While there was definitely no love lost between the two, both readily admit that the supposed feud was more fodder for the tabloids than anything else.  Whatever the case, Fontaine's win over her older sister, put her one up, and the fans were looking to see how Olivia would bounce back from this 'embarrassing upset'.  

 


Olivia de Havilland and Joan Fontaine share a few similarities, particularly in the looks department.  Their doe-like eyes and a seemingly meek disposition connect the two, but the resemblance ends there.  In actual fact, the two sisters couldn't be more different.  

Olivia was the feisty, older sister, unwilling to take anyone's guff.  She made history by taking on her studio, Warner Brothers, when she refused to accept the roles that Jack Warner was thrusting upon her.   After one too many refusals, he suspended her for six months and extended her contract for seven more years.  De Havilland fought back, this time in court, and much to her surprise, she won.  The judge handed down what would go on record as The de Havilland Decision, which gave actors a say in the roles that they played.  The decision would be the first step toward the destruction of the studio system, that would change Hollywood forever.

- [Given instruction 1]:
Copy the passage about Olivia de Havilland and Joan Fontaine word for word from "Olivia was the" to "change Hollywood forever.".

Entries from a collection
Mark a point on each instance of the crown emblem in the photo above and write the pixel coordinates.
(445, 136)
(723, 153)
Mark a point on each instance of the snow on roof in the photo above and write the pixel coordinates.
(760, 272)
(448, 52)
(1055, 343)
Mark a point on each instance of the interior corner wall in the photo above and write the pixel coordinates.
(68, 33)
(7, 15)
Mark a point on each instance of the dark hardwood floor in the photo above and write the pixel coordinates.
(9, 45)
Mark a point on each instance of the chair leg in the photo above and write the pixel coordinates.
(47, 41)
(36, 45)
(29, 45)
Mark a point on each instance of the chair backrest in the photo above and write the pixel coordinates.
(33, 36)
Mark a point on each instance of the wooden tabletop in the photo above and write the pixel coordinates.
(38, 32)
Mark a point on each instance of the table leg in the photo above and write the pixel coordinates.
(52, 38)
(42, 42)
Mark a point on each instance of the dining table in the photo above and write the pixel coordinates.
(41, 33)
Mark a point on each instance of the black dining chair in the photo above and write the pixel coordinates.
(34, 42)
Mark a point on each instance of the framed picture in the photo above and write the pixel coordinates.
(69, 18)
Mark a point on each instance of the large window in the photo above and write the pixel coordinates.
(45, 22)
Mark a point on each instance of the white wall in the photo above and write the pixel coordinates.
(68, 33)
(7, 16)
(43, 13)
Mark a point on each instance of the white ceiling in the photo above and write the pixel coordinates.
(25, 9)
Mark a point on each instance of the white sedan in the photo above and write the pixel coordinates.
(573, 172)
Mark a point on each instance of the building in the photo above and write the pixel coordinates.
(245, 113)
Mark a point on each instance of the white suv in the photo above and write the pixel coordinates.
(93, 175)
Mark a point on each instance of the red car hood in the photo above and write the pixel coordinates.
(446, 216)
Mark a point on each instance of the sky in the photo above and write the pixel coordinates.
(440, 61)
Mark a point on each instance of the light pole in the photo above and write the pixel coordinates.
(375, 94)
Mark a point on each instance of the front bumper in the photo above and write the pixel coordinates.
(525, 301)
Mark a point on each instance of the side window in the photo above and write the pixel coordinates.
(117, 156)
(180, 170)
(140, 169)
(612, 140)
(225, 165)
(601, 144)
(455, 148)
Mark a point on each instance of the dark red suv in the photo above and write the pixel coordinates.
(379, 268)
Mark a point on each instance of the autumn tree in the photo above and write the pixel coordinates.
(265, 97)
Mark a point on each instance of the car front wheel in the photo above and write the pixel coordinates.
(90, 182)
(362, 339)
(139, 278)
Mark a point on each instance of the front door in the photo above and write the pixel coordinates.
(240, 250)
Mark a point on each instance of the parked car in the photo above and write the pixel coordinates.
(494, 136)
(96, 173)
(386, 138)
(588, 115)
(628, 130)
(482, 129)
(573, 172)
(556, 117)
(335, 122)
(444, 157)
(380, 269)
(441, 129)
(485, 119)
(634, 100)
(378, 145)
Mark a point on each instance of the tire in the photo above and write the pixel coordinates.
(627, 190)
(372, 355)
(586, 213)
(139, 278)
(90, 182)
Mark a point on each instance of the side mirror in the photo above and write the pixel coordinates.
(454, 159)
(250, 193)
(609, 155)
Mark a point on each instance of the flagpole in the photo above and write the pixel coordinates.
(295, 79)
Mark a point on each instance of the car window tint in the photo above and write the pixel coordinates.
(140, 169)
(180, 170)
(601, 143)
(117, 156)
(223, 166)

- [Given instruction 2]:
Count the lines of the entries that contain the string "dark", matching case, and reply with the number alone.

- [Problem solution 1]:
Olivia was the feisty, older sister, unwilling to take anyone's guff.  She made history by taking on her studio, Warner Brothers, when she refused to accept the roles that Jack Warner was thrusting upon her.   After one too many refusals, he suspended her for six months and extended her contract for seven more years.  De Havilland fought back, this time in court, and much to her surprise, she won.  The judge handed down what would go on record as The de Havilland Decision, which gave actors a say in the roles that they played.  The decision would be the first step toward the destruction of the studio system, that would change Hollywood forever.

- [Problem solution 2]:
2